**文書抜粋:**

こんにちは。
保育・療育専門家のコノアス合同会社 代表 柏木です。
この記事を読んでくださる皆さんは、きっと勉強熱心な人達でしょう。
より良い支援の輪を広げていくためにも、日々、専門性をアップデートしたいものですね。
ABAと聞くと、みなさんは次のように思ってしまいませんか?

よく聞く言葉だけど、ずっと難しそうってイメージがある。



専門的な指導方法なんでしょ。私にできるのかな。



研修で勉強したけど、よく分からなかったよ。
分かります。
不思議と「ABA」と聞くと、みなさん難しそうなイメージをもっているのです。
これは、非常にもったいないことです。
ということで、今回は、「ABA~応用行動分析を知ろう~」と題して、詳しくお話ししていきます。
ぜひ最後まで読んで下さいね。
ABA(応用行動分析)とは?


ABAとは、「Applied Behavior Analysisno」の頭文字を並べて、略称したものです。
応用行動分析学は、「人の行動は、環境との相互作用の中から生まれる。」と考えます。
つまり、「科学で人の行動を予測する学問」なのです。
応用行動分析学は、教育や療育だけでなく、動物の訓練、リハビリ、スポーツ、ビジネスなど幅広い分野で活用されています。
世界的に認められている、非常に優れた学問といえるのです。
ABA(応用行動分析学)の歴史


応用行動分析学は、1930年代のアメリカで生まれました。
この行動分析学は、現在の応用行動分析学の前身で、
- 人は、何故このような行動をするのか。

(セグメンテーション用データセットの行)
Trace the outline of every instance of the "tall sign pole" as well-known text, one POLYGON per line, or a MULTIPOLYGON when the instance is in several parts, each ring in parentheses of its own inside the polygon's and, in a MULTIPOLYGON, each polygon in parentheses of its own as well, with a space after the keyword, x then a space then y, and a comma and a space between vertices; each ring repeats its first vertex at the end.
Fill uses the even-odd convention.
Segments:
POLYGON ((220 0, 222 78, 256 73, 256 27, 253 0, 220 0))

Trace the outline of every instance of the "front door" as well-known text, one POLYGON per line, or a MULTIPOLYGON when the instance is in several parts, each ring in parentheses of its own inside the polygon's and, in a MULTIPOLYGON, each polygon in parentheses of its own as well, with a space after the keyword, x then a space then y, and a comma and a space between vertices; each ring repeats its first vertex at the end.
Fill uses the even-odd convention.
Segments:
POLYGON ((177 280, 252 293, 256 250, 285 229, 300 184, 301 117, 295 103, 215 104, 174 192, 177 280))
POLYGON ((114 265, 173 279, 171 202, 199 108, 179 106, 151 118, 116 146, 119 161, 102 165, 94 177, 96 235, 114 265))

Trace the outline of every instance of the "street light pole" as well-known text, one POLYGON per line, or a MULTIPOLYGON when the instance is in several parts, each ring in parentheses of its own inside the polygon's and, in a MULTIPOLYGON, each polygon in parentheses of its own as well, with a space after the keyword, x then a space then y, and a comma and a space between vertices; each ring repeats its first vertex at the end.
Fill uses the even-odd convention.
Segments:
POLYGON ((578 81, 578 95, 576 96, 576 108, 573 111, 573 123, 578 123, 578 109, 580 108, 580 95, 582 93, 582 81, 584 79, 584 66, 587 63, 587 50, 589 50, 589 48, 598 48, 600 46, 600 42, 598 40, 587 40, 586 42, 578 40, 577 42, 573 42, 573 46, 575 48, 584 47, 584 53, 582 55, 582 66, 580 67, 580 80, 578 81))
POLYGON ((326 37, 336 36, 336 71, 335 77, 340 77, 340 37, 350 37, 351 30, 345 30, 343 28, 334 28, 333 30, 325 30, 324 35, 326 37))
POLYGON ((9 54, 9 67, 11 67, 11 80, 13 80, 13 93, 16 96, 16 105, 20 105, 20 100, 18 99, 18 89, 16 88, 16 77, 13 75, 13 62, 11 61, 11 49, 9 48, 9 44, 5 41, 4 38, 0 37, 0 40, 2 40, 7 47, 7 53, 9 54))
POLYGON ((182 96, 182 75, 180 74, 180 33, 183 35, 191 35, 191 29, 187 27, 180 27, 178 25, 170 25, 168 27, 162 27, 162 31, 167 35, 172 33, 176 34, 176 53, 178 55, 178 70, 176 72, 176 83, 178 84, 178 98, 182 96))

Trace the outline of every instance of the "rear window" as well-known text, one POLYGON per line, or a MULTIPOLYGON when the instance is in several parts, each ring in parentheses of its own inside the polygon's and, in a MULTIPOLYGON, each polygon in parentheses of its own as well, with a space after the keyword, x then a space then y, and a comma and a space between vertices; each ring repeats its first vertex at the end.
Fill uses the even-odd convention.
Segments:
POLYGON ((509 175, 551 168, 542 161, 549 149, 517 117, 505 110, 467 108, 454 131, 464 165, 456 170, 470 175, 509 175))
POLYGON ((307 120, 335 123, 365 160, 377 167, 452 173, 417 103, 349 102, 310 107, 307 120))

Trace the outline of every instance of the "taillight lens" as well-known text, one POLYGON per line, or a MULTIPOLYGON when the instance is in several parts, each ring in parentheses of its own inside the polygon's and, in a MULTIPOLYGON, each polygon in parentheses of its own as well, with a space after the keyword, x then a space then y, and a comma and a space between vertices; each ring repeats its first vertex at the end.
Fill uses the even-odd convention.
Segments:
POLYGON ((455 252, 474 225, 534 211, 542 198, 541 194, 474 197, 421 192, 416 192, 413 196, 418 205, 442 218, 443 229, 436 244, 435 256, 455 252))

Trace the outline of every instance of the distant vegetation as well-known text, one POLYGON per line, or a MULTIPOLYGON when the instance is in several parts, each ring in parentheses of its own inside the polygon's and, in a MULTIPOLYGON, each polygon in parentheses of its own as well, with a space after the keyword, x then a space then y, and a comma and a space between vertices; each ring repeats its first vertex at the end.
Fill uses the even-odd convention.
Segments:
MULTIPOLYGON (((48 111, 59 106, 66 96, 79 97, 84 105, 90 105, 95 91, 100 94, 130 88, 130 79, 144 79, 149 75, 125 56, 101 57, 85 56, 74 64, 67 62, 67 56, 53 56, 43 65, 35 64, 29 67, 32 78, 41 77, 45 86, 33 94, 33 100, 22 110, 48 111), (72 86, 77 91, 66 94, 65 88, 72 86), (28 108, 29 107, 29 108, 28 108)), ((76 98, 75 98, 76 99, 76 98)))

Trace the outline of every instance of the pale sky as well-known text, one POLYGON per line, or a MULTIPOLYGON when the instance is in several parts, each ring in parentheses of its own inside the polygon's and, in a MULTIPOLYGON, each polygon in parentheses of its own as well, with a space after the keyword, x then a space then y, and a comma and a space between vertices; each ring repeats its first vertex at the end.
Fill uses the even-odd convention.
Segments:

**作業要件:**
A: リストの先頭から「POLYGON ((114 265, 173」を含む行までを、両端の行も含めて一字一句変えずに出力してください。
B: ABA(応用行動分析)を紹介する文章を、最後に示された文の後から書き継いでください。

**回答一覧:**
A:
Trace the outline of every instance of the "tall sign pole" as well-known text, one POLYGON per line, or a MULTIPOLYGON when the instance is in several parts, each ring in parentheses of its own inside the polygon's and, in a MULTIPOLYGON, each polygon in parentheses of its own as well, with a space after the keyword, x then a space then y, and a comma and a space between vertices; each ring repeats its first vertex at the end.
Fill uses the even-odd convention.
Segments:
POLYGON ((220 0, 222 78, 256 73, 256 27, 253 0, 220 0))

Trace the outline of every instance of the "front door" as well-known text, one POLYGON per line, or a MULTIPOLYGON when the instance is in several parts, each ring in parentheses of its own inside the polygon's and, in a MULTIPOLYGON, each polygon in parentheses of its own as well, with a space after the keyword, x then a space then y, and a comma and a space between vertices; each ring repeats its first vertex at the end.
Fill uses the even-odd convention.
Segments:
POLYGON ((177 280, 252 293, 256 250, 285 229, 300 184, 301 117, 295 103, 215 104, 174 192, 177 280))
POLYGON ((114 265, 173 279, 171 202, 199 108, 179 106, 151 118, 116 146, 119 161, 102 165, 94 177, 96 235, 114 265))

B:
- 何故、その行動は続くのか。もしくは続かないのか。
- 同様の刺激を与えているのに、何故、各個人で行動が分かれるのか?
上記のような行動の「何故」を科学的に解明していったのです。
そして、研究が進むにつれ、様々な分野に行動分析学は広く適用されるようになり、学問として確立していったのです。
教育と療育~自閉症支援における有効性~


ABAは「何故その行動を取るのか。」に焦点を当て、行動の理由や目的を探るものです。
つまり、行動の原因や責任を、障害・本人・家族のせいにしません。
あくまで、環境との相互作用から問題行動は生じるのであり、その中から問題行動の解決を見出すという学問です。
これらのことから、障害児支援との親和性の高さが分かると思います。
誰にでも有効なABA~応用行動分析学~


その観点から考えると、応用行動分析は、発達障害児や自閉症の支援だけではなく、知的障害、ダウン症、その他の障害をもつ、全ての人に対して効果的です。
例をあげてみましょう。
- 「他害」と言われるような、周囲に危害を加える行動をとる。
- 本人のこだわりから、周囲に迷惑をかけてまで行動を押し通そうとする。
- 過度な同一性保持や感覚遊びから、社会活動への参加が制限される。
上記のような子ども達は、ABA(応用行動分析)が効果的といえます。
さらに、行動の理由に焦点を当てるABAは「自分の子どもが、何故この行動を起こすのか。」の理解を促すため、保護者にもメリットがあります。
行動の理由が分かれば、子どもの気持ちを理解でき、イライラや育児の悩みの軽減につながるかもしれませんよね。
それでは、次にABAの具体的な支援の方法を説明します。
ABA(応用行動分析)で支援しよう➀~まずは、分析から~


ABA(応用行動分析)で具体的に支援する前に、「問題行動」の分析が必要です。
以下、説明します。
➀ABC分析
行動前の状況と、行動の結果何を得たのか。
これらを明確にすることを「ABC分析」といいます。
- Antecedent(行動前の状況)
- Behavior(行動)
- Consequence(行動の結果)
例をあげます。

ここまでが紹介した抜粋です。